## Selected excerpt
The argument is as follows: it is irresponsible to deploy facial recognition if it generates only 5% of correct results or 18% in the ‘best case’. It is not reliable, and therefore not safe.

I admit that I chuckled when I read that the South Wales police’ use of facial recognition to pick out criminals at the UEFA Champions League Final in Cardiff in June 2017 generated 92% false positives. It seems pretty harmless at first sight: you are on your way to a football game, alas, you never make it there because the police, or rather, their AI, figures out you are a wanted criminal. Instead of attending the game, you spend a couple of hours at the police station, verifying your real identity… Not much harm done (says a non-football fan, obviously).

But what if facial recognition ‘catches’ you in a very different situation, e.g. on your way to a job interview, or even worse, on your way to visit a family member in the intensive care unit? It’s not difficult to think of various situations, in which a ‘deviation’ through a poorly trained AI can cause significant harm and emotional pain. Even more so when it is driven by an underlying discriminatory logic. Studies have shown (e.g. the one by Joy Buolamwini) that facial recognition is much more likely to be wrong in identifying people with darker skin.

These are important and very worrying findings that emphasize the overall problem with algorithmic discrimination. But what does it imply when we argue against facial technology based on empirical arguments such as overall low accuracy and particular bias with regards to certain ethnic groups? In the worst case, proponents of facial recognition could use this argument to their advantage and take it to underline the need to train the technology better to make sure it improves its accuracy — as apparently done by Google last year. Better training means collecting more data. And collecting more data often means intruding into people’s privacy. We might open the floodgates for even larger scale data collection.

Plus, do we really want facial recognition to be perfectly accurate? The higher the accuracy the lower chance to escape it.

Thus, what is meant as a well-intended rebuttal of facial recognition could be turned into an argument for more facial recognition, for the sake of improving its accuracy.

A safer way to argue against facial recognition is based on moral arguments, not empirical ones. The pitfalls of basing an essentially moral argument on empirical facts are excellently illustrated by Peter Singer in his text “All Animals Are Equal” (free online version here).

Addressing equality of humans before turning to animals, Singer claims that we cannot base our claims for ‘equality of humans’ based on ‘factual observations’ because it is undeniable that “humans come in different shapes and sizes… if the demand for equality were based on the actual equality of all human beings, we would have to stop demanding equality. It would be an unjustifiable demand”.

Therefore, Singer concludes that we must not make our opposition to racism or sexism dependent on the unacceptability of genetic explanations; instead,

we should make our claim to equality “a moral ideal, not a simple assertion of facts”.

Let’s take Singer’s line of thought and apply it to facial recognition. It follows:

if we base our rejection of facial recognition on empirical arguments such as low accuracy, it risks to lose its validity as soon as the technology has improved. And the technology is very likely to improve.

Opposing facial recognition based on its low accuracy is therefore at the very least insufficient or even dangerous. Instead of engaging in battles about the correct number of misidentifications or about the threshold required to legitimize facial recognition, we should focus on what facial recognition really means, regardless of its accuracy, namely “the end of privacy as we know it” and a threat to our civil rights. Our faces are central to our identity. We must treat them as inalienable in the true sense of the word (in-alien-able). But since we cannot (and do not want to) hide our faces to protect them from surveillance, or spoken in economic terms, since we do not want to cut back our supply, there is only one way to assure that their inalienable quality is respected, namely by tackling the ‘demand side’. And this can only be done if we ban facial recognition.

## Work to complete
- A) Duplicate the part of the facial recognition essay that opens with the words containing "These are important" and closes with "to escape it.".
- B) In the facial recognition essay, what share of false positives did the South Wales police's use of facial recognition at the UEFA Champions League Final in Cardiff generate?
- C) Decide whether each statement agrees with the facial recognition essay: (i) The essay refers to a study by Joy Buolamwini on facial recognition errors. (ii) The author recommends opposing facial recognition on empirical grounds. (iii) The author calls for a ban on facial recognition.
The items come from a separate source and have no connection to the facial recognition essay.

## Given information
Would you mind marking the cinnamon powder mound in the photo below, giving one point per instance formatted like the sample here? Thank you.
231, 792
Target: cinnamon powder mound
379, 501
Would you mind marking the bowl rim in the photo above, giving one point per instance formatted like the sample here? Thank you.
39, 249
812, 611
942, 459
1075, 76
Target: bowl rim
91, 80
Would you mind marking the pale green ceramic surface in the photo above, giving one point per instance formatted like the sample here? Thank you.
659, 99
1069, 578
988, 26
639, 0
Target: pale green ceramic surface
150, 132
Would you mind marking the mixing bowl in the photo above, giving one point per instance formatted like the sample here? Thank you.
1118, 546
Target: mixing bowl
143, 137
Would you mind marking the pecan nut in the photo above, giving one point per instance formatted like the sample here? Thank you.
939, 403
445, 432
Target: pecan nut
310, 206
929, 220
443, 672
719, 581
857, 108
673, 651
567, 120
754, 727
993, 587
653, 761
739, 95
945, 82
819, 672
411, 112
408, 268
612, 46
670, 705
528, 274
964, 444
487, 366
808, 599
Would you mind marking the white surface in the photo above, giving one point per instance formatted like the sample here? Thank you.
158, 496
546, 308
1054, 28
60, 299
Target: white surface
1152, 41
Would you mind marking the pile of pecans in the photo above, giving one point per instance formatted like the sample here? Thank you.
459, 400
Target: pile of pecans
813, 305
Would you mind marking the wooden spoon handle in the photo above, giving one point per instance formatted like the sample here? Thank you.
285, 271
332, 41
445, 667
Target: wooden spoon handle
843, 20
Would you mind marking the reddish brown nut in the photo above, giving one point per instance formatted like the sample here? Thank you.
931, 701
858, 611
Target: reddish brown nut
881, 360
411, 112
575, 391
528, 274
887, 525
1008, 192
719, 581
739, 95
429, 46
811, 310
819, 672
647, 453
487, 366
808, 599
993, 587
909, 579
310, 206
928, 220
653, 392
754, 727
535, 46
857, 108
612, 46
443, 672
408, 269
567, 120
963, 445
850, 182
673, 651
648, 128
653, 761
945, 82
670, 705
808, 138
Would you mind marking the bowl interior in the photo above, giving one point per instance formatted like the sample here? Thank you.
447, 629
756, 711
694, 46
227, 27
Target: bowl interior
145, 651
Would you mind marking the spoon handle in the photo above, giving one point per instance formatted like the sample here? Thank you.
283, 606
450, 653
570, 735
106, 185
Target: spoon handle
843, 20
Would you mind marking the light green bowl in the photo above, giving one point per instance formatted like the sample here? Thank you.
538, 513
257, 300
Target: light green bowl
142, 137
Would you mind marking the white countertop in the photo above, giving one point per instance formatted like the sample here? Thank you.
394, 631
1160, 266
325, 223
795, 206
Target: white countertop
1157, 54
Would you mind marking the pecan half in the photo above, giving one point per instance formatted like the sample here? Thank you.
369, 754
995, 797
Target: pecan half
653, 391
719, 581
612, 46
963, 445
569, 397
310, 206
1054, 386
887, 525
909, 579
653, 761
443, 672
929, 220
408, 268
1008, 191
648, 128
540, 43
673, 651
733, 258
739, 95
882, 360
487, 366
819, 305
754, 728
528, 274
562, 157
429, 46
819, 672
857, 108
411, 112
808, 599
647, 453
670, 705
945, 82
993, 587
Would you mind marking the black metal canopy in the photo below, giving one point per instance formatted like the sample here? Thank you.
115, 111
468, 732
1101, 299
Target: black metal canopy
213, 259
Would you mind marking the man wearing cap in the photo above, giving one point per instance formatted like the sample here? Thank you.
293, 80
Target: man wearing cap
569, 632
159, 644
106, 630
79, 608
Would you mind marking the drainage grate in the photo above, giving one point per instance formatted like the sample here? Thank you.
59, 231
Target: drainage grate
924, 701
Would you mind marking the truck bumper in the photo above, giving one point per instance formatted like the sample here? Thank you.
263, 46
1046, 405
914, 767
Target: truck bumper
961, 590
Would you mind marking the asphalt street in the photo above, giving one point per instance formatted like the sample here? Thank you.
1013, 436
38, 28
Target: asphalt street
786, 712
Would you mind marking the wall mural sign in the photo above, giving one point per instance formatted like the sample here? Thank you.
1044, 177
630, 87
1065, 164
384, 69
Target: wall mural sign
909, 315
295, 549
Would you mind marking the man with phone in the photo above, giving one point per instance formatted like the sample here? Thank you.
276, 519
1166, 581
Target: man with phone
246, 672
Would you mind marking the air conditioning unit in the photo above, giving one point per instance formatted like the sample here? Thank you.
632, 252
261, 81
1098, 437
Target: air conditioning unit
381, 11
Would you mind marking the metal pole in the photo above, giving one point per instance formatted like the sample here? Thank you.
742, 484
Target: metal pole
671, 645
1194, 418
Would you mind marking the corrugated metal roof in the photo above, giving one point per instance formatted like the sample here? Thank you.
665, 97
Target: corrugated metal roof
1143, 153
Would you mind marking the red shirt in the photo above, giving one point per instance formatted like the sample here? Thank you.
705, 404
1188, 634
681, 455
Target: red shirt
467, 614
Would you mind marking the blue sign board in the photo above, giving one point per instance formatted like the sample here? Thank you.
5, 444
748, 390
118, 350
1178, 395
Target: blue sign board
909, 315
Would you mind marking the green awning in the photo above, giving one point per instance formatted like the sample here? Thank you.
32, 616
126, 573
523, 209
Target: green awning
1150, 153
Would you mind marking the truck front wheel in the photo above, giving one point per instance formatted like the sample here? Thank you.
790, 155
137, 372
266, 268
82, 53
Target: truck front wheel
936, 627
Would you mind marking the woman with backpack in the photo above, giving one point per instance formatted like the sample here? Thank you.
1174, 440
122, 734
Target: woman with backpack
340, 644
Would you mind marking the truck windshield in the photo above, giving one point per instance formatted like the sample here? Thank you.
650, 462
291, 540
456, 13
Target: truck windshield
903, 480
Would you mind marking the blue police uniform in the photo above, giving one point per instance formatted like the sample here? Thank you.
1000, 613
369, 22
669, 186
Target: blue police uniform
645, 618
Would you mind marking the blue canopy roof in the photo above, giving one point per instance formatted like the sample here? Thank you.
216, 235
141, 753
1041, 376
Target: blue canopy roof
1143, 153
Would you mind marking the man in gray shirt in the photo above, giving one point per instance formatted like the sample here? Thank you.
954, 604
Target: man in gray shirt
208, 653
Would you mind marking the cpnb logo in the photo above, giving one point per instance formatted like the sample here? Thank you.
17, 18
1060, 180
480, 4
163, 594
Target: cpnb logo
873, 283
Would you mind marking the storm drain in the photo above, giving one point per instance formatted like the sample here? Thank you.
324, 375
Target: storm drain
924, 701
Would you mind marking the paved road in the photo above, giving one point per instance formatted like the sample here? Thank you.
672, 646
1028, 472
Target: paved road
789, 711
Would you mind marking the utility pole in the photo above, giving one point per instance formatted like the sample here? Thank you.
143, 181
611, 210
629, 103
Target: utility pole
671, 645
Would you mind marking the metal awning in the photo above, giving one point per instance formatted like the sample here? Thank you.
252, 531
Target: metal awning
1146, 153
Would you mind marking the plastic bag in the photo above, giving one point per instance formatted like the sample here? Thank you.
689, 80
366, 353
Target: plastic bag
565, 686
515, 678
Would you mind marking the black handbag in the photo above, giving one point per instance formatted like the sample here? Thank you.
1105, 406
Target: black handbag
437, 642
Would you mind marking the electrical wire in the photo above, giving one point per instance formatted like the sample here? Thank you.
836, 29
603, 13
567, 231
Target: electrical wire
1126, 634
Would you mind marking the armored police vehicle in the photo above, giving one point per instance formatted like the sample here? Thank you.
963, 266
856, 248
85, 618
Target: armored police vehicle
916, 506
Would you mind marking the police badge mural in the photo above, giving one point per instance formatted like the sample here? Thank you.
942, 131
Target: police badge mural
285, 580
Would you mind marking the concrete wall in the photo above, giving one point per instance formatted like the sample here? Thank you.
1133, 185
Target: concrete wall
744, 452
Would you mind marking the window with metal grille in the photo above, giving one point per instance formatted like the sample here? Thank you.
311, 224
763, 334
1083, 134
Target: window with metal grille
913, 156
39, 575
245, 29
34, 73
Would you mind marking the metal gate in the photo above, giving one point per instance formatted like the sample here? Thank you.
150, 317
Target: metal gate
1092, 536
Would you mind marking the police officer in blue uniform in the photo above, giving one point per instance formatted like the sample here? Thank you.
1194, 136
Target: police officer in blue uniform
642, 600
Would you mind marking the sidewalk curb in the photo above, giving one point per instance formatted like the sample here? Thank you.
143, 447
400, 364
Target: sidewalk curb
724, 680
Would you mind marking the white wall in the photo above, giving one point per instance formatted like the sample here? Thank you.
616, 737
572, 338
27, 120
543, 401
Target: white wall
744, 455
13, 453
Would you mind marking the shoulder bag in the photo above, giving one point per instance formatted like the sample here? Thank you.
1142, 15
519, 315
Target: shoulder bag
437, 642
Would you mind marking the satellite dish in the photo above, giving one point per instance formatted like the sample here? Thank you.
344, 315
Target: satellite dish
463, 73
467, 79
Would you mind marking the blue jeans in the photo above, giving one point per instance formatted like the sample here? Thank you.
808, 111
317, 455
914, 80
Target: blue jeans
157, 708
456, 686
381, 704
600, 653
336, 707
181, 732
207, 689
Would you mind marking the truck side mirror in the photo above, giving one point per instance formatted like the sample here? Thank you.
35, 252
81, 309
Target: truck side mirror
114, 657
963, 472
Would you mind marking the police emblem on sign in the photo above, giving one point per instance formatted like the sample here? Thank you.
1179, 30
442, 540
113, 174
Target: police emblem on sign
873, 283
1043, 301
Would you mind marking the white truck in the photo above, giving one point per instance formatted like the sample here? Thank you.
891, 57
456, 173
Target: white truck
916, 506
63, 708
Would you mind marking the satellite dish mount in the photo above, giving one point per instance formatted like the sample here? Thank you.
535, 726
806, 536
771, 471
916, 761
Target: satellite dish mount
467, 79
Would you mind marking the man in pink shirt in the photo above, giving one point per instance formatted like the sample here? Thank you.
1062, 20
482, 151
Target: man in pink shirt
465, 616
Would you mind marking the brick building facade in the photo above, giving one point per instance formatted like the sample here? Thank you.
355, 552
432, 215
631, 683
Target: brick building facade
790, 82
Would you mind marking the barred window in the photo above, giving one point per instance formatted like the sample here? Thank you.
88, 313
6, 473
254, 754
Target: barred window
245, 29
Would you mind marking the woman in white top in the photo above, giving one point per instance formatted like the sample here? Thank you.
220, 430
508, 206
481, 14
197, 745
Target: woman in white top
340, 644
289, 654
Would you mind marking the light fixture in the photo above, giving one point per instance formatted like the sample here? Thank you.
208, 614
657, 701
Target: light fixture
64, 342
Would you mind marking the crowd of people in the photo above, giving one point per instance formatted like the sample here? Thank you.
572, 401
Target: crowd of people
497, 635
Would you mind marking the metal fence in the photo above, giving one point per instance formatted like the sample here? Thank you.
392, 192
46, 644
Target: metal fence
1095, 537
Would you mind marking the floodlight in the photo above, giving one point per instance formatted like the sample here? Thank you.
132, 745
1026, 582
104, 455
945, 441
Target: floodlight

## Responses in order
- A)
These are important and very worrying findings that emphasize the overall problem with algorithmic discrimination. But what does it imply when we argue against facial technology based on empirical arguments such as overall low accuracy and particular bias with regards to certain ethnic groups? In the worst case, proponents of facial recognition could use this argument to their advantage and take it to underline the need to train the technology better to make sure it improves its accuracy — as apparently done by Google last year. Better training means collecting more data. And collecting more data often means intruding into people’s privacy. We might open the floodgates for even larger scale data collection.

Plus, do we really want facial recognition to be perfectly accurate? The higher the accuracy the lower chance to escape it.

- B) 92%.

- C)
(i) Yes: "Studies have shown (e.g. the one by Joy Buolamwini) that facial recognition is much more likely to be wrong in identifying people with darker skin."
(ii) No: "A safer way to argue against facial recognition is based on moral arguments, not empirical ones."
(iii) Yes: "And this can only be done if we ban facial recognition."